● Text passage
News

Cambodia Outraged as US Demands Repayment of 'Blood-Stained' War Debt

Cambodians are responding with outrage to the U.S. government’s demand that the country repay a nearly 50-year-old loan to Cambodia’s brutal Lon Nol government, which came to power through a U.S.-backed coup and spent much of its foreign funds purchasing arms to kill its own citizens, according to Cambodia’s current prime minister Hun Sen.

While the U.S. was backing the Lon Nol government, it was also strafing the Cambodian countryside with bombs—a carpet-bombing campaign that would eventually see over 500,000 tons of explosives dropped on the small Asian country, killing hundreds of thousands of civilians and leaving a legacy of unexploded ordnances.

“[The U.S.] dropped bombs on our heads and then they ask us to repay. When we do not repay, they tell the IMF [International Monetary Fund] not to lend us money,” Hun Sen said at an Asia-Pacific regional conference earlier this month.

● Your instructions
Can you reproduce the article on Cambodia's war debt above word for word, starting with "Cambodians are responding" and going on through "minister Hun Sen."?

● Recorded information
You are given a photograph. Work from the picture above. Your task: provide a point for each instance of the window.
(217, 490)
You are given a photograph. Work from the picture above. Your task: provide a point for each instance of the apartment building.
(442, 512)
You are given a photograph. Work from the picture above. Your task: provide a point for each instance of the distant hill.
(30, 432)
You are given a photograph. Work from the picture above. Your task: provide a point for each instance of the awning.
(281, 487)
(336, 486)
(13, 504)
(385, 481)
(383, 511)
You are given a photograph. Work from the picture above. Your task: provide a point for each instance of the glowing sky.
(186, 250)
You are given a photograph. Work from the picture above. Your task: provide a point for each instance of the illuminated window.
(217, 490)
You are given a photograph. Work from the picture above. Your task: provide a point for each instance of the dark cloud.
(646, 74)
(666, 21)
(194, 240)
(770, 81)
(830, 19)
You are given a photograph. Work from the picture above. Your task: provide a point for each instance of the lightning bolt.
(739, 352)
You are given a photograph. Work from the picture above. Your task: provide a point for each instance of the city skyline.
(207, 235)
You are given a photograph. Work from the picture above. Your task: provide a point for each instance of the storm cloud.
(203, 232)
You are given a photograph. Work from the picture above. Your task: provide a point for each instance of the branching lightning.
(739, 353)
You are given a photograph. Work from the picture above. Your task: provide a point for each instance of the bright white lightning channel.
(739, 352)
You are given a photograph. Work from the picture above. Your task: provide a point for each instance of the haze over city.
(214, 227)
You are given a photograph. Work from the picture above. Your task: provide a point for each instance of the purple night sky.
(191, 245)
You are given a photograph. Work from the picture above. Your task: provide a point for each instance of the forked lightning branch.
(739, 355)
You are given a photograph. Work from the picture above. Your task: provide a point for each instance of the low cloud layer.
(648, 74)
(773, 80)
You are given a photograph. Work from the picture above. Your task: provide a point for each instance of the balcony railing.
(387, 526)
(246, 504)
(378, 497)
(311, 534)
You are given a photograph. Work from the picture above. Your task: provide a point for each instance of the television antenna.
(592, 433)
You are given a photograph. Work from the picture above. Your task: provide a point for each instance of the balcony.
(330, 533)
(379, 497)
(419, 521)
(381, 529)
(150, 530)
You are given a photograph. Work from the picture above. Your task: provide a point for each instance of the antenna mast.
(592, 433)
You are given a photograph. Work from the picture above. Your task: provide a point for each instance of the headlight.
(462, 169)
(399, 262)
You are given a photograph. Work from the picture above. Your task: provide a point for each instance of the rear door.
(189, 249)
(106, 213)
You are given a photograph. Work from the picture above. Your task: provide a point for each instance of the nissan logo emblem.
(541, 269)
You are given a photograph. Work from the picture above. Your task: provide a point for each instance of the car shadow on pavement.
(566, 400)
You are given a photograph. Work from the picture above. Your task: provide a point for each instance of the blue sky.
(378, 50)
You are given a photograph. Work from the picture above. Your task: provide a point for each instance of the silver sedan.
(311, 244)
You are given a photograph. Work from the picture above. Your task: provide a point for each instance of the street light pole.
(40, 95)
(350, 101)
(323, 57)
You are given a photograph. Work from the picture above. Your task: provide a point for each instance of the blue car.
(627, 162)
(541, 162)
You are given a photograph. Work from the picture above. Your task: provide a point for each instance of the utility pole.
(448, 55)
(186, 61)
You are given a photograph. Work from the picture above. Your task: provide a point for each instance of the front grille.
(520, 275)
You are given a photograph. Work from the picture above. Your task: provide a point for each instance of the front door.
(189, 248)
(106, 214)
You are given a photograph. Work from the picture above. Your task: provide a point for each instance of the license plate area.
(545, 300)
--
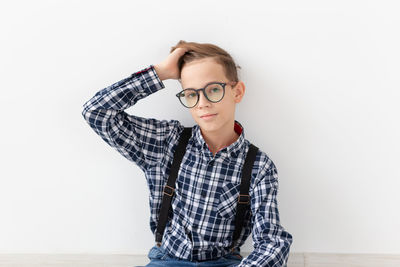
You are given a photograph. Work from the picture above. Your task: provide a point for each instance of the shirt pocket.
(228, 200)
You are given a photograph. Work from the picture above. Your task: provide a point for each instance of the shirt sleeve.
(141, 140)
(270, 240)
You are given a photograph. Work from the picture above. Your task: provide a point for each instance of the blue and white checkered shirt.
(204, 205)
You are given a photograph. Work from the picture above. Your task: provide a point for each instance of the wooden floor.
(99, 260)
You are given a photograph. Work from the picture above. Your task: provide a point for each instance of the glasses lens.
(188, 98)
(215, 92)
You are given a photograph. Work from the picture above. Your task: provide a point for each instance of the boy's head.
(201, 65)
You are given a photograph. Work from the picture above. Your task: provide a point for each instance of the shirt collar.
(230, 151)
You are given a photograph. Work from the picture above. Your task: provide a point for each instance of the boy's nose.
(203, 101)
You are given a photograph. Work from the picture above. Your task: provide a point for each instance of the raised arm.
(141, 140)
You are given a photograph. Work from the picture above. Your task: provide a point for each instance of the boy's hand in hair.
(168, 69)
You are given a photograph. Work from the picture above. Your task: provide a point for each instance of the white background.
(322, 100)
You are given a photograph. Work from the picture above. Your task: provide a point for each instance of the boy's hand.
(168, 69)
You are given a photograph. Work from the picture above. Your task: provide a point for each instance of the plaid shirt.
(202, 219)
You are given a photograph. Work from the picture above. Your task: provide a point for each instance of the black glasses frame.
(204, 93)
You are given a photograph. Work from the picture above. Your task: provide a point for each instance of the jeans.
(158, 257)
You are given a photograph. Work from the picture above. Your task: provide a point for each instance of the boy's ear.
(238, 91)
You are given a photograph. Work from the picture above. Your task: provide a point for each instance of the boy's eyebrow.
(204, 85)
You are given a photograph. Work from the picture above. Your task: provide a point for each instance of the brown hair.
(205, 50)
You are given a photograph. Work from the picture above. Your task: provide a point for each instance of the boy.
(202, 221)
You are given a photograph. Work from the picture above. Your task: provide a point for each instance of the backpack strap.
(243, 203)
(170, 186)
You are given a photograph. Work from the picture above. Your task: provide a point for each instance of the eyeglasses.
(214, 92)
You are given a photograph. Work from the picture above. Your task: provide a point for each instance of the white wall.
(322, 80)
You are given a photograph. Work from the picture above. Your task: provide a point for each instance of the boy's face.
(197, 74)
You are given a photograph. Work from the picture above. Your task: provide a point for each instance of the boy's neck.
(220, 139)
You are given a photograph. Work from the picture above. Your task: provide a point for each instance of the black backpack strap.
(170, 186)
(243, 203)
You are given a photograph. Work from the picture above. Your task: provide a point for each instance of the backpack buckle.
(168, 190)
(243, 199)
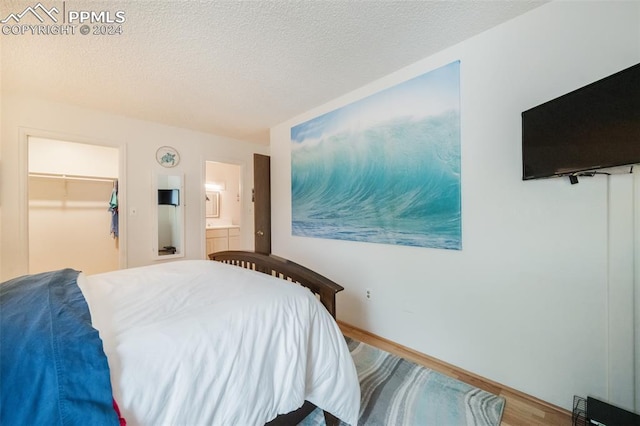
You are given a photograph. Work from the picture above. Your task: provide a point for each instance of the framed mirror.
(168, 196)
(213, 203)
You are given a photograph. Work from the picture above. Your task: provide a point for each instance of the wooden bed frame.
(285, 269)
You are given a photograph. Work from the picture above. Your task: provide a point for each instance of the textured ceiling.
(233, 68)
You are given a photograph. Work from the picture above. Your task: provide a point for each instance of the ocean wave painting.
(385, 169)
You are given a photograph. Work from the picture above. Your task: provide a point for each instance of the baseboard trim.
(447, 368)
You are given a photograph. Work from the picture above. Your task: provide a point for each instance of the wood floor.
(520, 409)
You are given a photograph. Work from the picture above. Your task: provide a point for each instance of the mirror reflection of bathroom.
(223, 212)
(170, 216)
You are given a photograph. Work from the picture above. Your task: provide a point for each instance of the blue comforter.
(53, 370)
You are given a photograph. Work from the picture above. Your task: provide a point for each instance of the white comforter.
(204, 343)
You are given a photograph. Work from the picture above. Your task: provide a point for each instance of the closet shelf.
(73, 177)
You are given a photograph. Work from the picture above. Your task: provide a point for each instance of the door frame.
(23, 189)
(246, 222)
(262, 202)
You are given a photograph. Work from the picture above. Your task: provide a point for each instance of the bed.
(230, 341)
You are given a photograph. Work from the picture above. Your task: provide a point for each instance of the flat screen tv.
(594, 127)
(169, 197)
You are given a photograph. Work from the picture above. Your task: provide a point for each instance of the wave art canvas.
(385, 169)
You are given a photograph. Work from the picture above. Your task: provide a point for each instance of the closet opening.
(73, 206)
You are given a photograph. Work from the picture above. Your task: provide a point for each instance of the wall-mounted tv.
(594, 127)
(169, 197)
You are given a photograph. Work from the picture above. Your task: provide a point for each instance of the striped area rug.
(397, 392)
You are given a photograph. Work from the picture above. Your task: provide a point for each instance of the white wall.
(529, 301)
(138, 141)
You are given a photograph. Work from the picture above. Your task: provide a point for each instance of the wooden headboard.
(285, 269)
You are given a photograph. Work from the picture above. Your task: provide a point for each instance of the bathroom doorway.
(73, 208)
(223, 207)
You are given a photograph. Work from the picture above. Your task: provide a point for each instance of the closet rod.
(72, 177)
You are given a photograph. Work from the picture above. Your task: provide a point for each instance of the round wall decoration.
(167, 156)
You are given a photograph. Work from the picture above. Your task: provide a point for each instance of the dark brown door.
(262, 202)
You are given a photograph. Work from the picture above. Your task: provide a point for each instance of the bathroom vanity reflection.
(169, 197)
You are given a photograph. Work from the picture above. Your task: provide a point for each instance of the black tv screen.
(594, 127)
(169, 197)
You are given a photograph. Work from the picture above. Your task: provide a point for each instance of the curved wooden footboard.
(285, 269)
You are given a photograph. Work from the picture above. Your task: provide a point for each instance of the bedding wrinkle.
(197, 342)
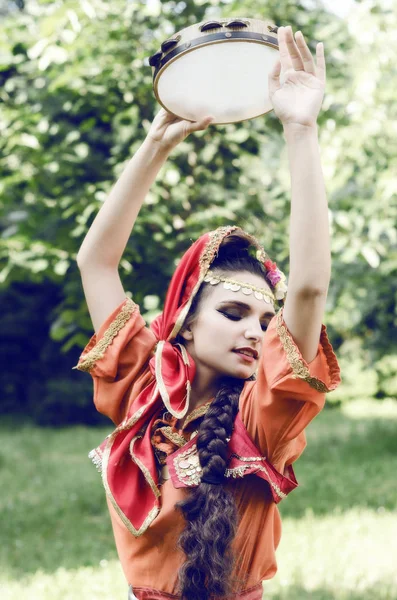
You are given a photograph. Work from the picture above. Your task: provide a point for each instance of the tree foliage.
--
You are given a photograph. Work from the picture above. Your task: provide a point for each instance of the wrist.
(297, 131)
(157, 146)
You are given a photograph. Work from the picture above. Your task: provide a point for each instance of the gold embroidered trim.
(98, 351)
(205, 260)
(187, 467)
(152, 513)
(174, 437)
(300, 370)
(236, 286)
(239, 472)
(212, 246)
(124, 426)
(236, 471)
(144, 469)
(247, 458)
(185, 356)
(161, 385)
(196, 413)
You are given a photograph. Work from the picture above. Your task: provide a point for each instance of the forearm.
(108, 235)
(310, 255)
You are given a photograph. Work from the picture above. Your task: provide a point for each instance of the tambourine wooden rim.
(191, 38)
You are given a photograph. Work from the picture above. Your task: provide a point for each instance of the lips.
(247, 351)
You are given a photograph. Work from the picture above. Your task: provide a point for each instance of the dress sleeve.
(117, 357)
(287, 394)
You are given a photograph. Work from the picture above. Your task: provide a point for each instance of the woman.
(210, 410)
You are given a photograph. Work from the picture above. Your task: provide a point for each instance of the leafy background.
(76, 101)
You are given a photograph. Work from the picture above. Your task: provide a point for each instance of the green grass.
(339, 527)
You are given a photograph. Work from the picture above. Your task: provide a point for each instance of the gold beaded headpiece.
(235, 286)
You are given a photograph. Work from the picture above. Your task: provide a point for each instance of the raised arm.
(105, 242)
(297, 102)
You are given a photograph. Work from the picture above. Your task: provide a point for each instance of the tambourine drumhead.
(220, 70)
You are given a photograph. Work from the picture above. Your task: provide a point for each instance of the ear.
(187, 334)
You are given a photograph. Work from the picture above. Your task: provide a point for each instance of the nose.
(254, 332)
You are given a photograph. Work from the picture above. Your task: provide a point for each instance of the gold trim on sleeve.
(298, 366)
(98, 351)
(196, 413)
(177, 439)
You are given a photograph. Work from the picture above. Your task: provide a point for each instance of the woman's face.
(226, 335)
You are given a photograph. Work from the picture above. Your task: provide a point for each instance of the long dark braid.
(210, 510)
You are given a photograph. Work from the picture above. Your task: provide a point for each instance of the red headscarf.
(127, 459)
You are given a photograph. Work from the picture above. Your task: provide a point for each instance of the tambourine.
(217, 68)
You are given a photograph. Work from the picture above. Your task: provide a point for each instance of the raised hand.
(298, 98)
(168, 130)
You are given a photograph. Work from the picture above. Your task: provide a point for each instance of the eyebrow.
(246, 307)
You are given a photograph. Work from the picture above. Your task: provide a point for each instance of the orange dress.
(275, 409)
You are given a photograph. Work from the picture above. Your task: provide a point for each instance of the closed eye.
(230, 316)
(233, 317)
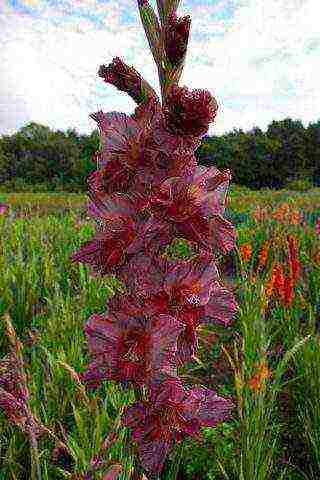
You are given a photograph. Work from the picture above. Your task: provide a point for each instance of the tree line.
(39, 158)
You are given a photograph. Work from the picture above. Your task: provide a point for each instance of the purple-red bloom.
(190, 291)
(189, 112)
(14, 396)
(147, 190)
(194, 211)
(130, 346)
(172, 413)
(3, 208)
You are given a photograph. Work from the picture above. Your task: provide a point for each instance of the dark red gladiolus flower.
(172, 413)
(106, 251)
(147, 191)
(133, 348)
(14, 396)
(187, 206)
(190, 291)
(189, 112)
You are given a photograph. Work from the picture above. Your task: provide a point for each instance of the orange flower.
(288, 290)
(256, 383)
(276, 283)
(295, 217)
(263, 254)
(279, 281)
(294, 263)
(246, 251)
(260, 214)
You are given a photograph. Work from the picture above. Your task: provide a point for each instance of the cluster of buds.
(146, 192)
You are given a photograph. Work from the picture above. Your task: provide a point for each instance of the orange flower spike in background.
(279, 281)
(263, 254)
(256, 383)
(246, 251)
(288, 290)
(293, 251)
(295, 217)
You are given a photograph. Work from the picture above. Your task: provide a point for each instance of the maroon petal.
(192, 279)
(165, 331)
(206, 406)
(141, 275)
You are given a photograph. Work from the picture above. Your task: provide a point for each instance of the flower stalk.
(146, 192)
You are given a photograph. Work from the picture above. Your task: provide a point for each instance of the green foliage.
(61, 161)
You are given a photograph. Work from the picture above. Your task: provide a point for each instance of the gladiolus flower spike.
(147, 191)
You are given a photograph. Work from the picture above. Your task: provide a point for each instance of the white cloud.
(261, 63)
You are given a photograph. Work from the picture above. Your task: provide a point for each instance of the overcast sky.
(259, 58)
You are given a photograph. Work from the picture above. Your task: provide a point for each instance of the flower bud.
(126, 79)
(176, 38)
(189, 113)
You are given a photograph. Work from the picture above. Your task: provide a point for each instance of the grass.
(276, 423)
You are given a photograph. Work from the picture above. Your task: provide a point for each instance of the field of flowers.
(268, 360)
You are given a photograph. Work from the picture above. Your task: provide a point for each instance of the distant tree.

● Answer section
Cambodians are responding with outrage to the U.S. government’s demand that the country repay a nearly 50-year-old loan to Cambodia’s brutal Lon Nol government, which came to power through a U.S.-backed coup and spent much of its foreign funds purchasing arms to kill its own citizens, according to Cambodia’s current prime minister Hun Sen.